» **EXERCISE AIM**: Copy every entry word for word. Skip the pictures.

» **TASK INPUT**:
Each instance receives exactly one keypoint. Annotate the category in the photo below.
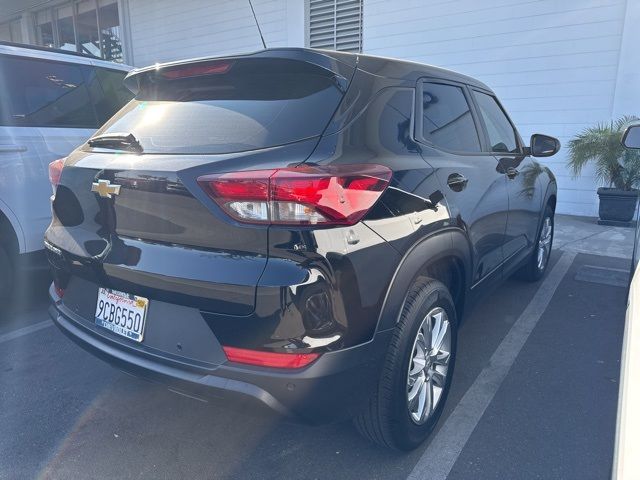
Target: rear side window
(502, 136)
(112, 95)
(446, 118)
(246, 104)
(39, 93)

» **ANSWER TO THE EXERCISE**:
Each instance receives exactly one keypoint. Annotate the category in the photo below.
Target: rear side window
(502, 136)
(112, 95)
(446, 118)
(246, 104)
(39, 93)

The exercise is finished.